(WHAT IS REQUIRED): Please state how many lines of the data contain "background". The number by itself is enough.

(MATERIAL PROVIDED):
↓
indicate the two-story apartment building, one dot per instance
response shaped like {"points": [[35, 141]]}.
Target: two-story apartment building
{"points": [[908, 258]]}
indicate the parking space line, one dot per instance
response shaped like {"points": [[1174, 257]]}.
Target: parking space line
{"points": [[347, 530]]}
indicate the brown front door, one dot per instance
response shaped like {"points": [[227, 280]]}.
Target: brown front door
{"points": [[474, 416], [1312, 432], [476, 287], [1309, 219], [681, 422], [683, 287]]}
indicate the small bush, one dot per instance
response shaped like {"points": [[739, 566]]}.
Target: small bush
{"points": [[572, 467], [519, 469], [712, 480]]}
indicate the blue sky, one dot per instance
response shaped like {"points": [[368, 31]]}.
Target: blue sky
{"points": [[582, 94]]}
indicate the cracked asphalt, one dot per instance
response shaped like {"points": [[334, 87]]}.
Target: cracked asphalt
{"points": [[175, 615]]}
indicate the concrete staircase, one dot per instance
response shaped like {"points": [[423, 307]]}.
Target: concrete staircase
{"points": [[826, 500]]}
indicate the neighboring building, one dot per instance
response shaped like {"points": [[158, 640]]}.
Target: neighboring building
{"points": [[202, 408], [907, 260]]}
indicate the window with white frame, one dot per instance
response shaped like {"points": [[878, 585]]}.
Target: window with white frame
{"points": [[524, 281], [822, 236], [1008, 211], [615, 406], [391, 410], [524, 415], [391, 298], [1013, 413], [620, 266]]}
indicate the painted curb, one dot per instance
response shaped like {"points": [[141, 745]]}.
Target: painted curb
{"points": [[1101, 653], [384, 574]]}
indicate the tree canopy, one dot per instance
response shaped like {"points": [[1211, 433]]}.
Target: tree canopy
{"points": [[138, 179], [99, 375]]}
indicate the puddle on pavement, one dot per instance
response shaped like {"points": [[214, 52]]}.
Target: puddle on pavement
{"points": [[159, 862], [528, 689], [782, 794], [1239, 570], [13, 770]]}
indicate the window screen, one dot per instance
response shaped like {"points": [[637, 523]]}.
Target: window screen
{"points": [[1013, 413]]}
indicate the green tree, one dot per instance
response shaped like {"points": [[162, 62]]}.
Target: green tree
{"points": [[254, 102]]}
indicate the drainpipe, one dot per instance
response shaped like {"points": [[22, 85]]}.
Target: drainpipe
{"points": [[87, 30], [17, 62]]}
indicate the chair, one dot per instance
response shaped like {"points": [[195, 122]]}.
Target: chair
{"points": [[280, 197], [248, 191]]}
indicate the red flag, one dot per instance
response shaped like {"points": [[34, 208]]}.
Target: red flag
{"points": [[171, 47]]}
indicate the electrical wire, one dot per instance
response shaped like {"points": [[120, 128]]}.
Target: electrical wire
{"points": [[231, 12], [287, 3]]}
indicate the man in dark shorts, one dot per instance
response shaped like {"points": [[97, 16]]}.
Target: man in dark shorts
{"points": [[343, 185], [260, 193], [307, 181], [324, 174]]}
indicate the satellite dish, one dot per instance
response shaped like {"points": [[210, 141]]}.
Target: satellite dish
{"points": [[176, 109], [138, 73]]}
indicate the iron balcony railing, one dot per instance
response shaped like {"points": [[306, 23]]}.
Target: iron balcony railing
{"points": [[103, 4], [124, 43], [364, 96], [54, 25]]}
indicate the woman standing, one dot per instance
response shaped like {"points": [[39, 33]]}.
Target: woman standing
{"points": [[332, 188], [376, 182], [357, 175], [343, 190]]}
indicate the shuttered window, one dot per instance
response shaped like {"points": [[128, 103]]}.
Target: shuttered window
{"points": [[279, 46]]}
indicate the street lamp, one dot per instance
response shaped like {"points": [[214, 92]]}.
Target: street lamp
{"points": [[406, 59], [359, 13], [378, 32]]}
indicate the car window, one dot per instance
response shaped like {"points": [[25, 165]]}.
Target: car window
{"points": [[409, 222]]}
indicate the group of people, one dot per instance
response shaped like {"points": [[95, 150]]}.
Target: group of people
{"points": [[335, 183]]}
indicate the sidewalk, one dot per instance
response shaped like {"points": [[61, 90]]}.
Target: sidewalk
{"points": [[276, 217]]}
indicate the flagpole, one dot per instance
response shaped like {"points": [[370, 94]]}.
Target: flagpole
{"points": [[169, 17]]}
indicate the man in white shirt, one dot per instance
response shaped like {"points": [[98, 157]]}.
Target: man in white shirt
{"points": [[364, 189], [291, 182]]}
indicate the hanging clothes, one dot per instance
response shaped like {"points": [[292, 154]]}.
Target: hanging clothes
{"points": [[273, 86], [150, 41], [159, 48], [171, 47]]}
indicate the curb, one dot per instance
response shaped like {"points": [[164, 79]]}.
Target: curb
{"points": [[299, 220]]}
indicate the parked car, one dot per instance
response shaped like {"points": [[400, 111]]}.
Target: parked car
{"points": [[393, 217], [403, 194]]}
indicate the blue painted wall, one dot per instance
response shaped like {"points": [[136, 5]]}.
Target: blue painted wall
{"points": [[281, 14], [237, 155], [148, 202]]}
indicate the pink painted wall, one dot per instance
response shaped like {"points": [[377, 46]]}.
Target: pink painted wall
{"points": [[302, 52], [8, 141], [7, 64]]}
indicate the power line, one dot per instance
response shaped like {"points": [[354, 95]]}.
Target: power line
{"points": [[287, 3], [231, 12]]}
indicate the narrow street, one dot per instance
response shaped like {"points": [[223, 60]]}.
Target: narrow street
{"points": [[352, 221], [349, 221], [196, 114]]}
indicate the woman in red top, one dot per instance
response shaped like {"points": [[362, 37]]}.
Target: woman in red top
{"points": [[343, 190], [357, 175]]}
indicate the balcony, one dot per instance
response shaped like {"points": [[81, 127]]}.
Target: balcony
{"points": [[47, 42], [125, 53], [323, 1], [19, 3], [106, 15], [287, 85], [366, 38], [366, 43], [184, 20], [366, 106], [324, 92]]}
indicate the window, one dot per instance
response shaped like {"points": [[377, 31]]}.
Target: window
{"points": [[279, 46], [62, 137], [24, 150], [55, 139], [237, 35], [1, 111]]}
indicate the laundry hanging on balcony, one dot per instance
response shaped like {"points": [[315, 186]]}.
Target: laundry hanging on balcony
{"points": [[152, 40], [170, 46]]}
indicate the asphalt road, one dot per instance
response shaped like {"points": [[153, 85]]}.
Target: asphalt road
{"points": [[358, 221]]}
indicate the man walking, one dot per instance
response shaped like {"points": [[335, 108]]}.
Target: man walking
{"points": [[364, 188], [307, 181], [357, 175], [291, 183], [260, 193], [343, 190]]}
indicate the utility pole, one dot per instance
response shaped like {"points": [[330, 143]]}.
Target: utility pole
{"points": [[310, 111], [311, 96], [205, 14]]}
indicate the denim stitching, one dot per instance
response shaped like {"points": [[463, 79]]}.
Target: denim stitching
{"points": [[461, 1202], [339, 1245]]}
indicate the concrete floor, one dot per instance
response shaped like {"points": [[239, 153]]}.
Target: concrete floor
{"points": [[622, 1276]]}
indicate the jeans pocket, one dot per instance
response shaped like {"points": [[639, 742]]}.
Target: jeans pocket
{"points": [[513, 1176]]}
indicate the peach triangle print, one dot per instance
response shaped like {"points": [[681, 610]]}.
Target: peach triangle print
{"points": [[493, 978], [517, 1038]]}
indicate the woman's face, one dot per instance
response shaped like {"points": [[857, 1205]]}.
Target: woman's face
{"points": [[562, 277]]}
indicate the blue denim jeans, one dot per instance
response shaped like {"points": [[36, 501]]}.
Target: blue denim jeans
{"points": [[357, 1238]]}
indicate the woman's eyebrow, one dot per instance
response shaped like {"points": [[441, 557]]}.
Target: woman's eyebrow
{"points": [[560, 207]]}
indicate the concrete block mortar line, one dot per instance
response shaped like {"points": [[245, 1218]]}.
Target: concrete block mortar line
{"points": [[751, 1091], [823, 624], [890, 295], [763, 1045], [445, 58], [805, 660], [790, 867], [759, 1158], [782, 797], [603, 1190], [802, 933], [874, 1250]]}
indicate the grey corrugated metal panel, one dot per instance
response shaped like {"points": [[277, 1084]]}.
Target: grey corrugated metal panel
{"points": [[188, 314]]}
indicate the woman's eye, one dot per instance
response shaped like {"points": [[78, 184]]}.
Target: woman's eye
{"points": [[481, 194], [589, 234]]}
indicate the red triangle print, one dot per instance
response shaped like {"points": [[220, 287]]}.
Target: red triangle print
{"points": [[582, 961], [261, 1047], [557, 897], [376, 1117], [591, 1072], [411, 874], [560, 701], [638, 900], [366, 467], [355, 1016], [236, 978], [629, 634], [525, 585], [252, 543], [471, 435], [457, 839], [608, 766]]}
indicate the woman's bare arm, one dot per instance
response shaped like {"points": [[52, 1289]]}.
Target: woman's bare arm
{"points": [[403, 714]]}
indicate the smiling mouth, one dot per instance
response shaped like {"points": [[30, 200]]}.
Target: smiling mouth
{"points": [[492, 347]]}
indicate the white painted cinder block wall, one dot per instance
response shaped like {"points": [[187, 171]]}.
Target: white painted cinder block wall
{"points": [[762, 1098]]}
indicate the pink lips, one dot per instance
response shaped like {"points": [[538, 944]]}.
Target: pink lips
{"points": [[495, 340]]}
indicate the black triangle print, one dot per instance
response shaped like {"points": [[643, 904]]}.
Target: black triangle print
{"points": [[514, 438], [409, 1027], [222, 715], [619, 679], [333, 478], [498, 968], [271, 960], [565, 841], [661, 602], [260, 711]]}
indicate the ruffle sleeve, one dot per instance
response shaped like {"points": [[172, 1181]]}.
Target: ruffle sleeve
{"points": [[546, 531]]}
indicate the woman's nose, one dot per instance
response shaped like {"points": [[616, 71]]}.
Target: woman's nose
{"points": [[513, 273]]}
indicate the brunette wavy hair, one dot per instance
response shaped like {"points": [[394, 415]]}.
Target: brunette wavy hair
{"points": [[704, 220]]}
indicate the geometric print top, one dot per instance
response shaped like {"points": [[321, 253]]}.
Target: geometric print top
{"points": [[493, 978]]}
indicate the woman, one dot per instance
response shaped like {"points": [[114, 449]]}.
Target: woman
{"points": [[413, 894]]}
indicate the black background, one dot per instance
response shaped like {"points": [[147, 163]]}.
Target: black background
↑
(ANSWER FOR THE TASK): 2